Lines from a data collection
-*-

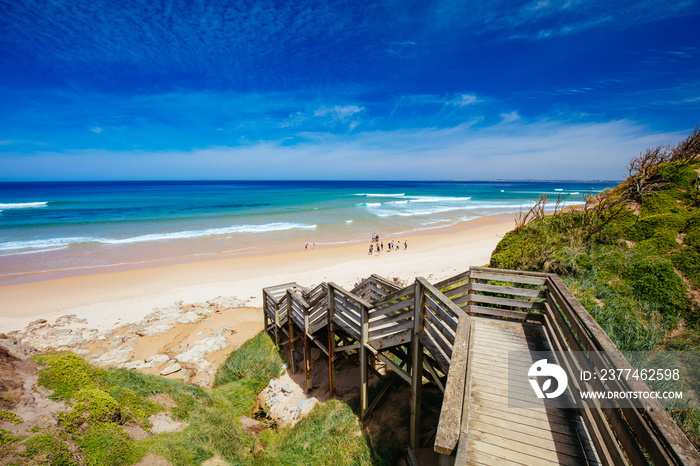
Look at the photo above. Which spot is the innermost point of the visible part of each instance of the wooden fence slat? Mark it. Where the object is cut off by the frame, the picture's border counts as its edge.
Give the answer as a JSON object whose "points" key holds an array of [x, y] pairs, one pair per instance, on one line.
{"points": [[451, 411], [405, 306], [508, 290], [492, 311], [508, 278], [390, 319], [441, 327]]}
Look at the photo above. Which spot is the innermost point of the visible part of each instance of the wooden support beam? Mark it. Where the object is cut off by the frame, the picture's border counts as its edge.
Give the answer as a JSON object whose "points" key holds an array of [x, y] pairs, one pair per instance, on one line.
{"points": [[331, 340], [417, 364], [291, 332], [381, 394], [364, 337], [451, 413]]}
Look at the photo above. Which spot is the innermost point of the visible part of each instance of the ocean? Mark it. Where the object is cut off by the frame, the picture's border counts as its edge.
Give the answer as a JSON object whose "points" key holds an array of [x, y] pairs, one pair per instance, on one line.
{"points": [[77, 226]]}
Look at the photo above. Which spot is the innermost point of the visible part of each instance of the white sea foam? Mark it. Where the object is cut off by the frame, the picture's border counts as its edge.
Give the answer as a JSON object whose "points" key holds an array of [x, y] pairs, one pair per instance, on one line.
{"points": [[24, 205], [17, 247], [53, 243], [381, 195], [438, 199]]}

-*-

TO BE DONE =
Rewrite the lines above as a numbered list, skipping any blank lines and omitting the pictures.

FINAL RESULT =
1. Look at the photo above. Which spot is the innermost point of the visible part of each instance of the wooden fence slat? Mark it. Where the object is cut off by the frame, the picture's border counts as its edge.
2. Give the answer as a JSON object whose "points" key holds an array of [x, y] pairs, one pair per instance, on one line.
3. {"points": [[451, 411], [405, 306], [508, 290], [492, 311], [508, 278], [390, 319], [441, 327]]}
4. Look at the photo above. Which spot is the innermost point of the visible part of each instance of the wooden support beam? Mark it. Where the object is cut off by the frame, the picture's border counts as its edge.
5. Give the answer as a JSON object whose "points" key holds an array of [x, y] pairs, one pair per instance, on one line.
6. {"points": [[331, 340], [417, 364], [291, 332], [381, 394], [364, 337], [451, 413]]}
7. Look at the photo above. Which spot is the innermost point of the visible part of each instance of the ocean? Mark it. Where the object is cut off by the frame, the picture's border counts as its edge.
8. Give the answer as a JSON object whose "points" key holds an array of [x, y] pairs, one pair per instance, on one line.
9. {"points": [[77, 226]]}
10. Look at the photo above. Which spot is the innermost point of the visible part of each instance of the white sea foam? Mark it. Where the object is cut off by the frame, the picture's border counts as its edge.
11. Give the answer as a JSON object whose "points" key holds an array of [x, y] pairs, one pair per instance, on one line.
12. {"points": [[24, 205], [17, 247], [53, 243], [381, 195], [438, 199]]}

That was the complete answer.